• _Given passage_
Introduction

This R package FishFreqTree helps users to easily explore and quantitatively compare fishery definitions based on a distributional regression tree algorithm that is applied to age/length frequency data. The details regarding distributional regression tree algorithm can be found in @lennert-cody2010 and @lennert-cody2013. Maunder et al. 2022 provides an example that demonstrates how to use this package to make fishery definitions for stock assessments.

How to install

library(devtools)

install_github('HaikunXu/FishFreqTree',ref='main')

Input data

The input age/length frequency data should be a data frame including four columns named exactly as "lat", "lon", "year", and "quarter" and various length frequency columns corresponding to selected age/length bins. The columns "lat" and "lon" represent the latitudinal and longitudinal positions of grid centers, respectively. For those who don't consider quarter as a splitting dimension (e.g., your model has a time step of one year), please still add a column named "quarter" to the input data with value = 1. This regression tree package works with age/length frequency data so please make sure age/length frequency values sum to 1 across age/length bins. An example of the input data can be found [here]{.underline}.

Functions

Main functions

run_regression_tree: explore a user-specified fishery definition based on the regression tree algorithm

Users are required to specify the input data frame (LF), the first (fcol) and last (lcol) columns in the input data frame that have frequency data, the name of all age/length bins (bins) as a numeric vector, the number of splits (Nsplit; equals to the number of defined fisheries - 1), and a directory where results are saved (save_dir).

The function also provides some advanced options including manually building the regression tree (manual = TRUE) and specifying the minimal number of lat (lat.min), lon (lon.min), and year (year.min) allowed for a cell. Users can also turn on/off the year (year) and quarter (quarter) dimensions when building the regression tree.

• _Extracted records_

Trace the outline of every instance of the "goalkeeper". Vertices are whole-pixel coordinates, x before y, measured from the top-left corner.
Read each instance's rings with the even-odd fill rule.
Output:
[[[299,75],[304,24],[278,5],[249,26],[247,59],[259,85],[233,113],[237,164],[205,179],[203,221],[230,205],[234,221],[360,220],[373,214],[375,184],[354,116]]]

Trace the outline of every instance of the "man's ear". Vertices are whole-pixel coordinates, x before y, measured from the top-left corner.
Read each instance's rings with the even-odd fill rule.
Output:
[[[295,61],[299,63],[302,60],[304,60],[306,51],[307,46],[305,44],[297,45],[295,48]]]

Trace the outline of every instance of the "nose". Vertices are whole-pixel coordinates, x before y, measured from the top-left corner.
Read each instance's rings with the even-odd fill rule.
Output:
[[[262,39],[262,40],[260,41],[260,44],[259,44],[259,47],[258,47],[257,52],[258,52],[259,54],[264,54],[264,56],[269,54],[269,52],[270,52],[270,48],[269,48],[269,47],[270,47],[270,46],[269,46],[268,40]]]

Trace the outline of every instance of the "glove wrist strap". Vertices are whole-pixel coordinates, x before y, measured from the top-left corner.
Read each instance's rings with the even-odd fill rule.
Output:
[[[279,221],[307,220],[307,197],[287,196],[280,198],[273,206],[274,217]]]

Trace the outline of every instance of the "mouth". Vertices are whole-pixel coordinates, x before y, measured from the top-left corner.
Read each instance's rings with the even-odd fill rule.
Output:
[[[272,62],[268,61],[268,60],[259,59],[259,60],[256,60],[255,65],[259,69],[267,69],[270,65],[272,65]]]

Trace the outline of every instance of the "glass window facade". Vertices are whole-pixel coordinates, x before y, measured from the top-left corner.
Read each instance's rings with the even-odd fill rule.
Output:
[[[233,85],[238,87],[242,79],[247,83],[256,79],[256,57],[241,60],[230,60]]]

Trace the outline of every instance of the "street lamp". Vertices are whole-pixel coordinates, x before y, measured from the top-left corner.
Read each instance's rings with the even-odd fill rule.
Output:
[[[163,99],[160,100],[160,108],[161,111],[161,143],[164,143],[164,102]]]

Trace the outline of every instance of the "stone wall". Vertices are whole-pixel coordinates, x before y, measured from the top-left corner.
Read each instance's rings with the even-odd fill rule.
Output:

• _Set tasks_
1. Answer these from the FishFreqTree text:
(a) What value should the "quarter" column hold for users who don't treat quarter as a splitting dimension?
(b) Which command installs the package from GitHub?
(c) The number of splits equals what?
2. Transcribe the FishFreqTree text word for word from "Introduction" to "library(devtools)".

• _Task-by-task answers_
1.
(a) 1
(b) install_github('HaikunXu/FishFreqTree',ref='main')
(c) The number of defined fisheries minus 1

2.
Introduction

This R package FishFreqTree helps users to easily explore and quantitatively compare fishery definitions based on a distributional regression tree algorithm that is applied to age/length frequency data. The details regarding distributional regression tree algorithm can be found in @lennert-cody2010 and @lennert-cody2013. Maunder et al. 2022 provides an example that demonstrates how to use this package to make fishery definitions for stock assessments.

How to install

library(devtools)